Reproduce the records below from the line containing "Would you mind indicating the gravel" through the end of the records, requests included. Shift every point coordinate by adding 65 to each x and y value.

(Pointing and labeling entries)
▼▼▼
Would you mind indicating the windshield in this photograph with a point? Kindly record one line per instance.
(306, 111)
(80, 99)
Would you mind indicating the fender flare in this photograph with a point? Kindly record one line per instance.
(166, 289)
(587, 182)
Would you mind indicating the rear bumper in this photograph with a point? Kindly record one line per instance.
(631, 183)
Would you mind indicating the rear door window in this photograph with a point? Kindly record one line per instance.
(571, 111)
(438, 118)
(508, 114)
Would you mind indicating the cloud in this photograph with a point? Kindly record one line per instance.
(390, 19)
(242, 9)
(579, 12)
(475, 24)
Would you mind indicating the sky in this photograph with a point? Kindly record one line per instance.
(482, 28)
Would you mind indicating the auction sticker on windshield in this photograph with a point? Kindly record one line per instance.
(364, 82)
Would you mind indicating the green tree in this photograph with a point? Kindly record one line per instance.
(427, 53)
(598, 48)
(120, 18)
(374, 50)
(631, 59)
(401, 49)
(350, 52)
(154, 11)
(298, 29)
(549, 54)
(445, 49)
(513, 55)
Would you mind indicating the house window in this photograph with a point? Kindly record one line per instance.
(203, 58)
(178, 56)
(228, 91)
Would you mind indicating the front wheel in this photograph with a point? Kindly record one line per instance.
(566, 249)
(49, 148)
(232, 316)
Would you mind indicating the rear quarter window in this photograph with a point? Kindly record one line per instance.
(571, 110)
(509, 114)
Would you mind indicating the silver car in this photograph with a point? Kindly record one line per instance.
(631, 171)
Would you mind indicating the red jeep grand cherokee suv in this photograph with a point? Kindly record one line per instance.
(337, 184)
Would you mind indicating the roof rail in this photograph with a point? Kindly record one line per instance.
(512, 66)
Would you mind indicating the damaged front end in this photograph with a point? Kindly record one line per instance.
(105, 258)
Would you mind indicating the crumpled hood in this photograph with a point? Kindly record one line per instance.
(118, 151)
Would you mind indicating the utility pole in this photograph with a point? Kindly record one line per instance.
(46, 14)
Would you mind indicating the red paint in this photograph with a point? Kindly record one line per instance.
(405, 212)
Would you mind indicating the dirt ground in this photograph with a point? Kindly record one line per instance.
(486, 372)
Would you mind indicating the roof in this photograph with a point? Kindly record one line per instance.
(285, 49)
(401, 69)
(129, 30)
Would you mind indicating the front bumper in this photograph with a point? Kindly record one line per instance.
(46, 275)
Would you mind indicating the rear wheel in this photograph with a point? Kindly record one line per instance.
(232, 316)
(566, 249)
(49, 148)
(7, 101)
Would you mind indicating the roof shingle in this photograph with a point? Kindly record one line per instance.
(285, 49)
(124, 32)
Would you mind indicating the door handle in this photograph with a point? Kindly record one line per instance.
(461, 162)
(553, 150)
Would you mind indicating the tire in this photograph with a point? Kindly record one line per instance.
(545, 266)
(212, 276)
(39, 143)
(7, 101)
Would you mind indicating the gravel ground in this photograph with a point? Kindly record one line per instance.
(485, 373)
▲▲▲
TASK OUTPUT:
Would you mind indicating the gravel ground in this photograph with a point? Kindly record one line per instance.
(550, 438)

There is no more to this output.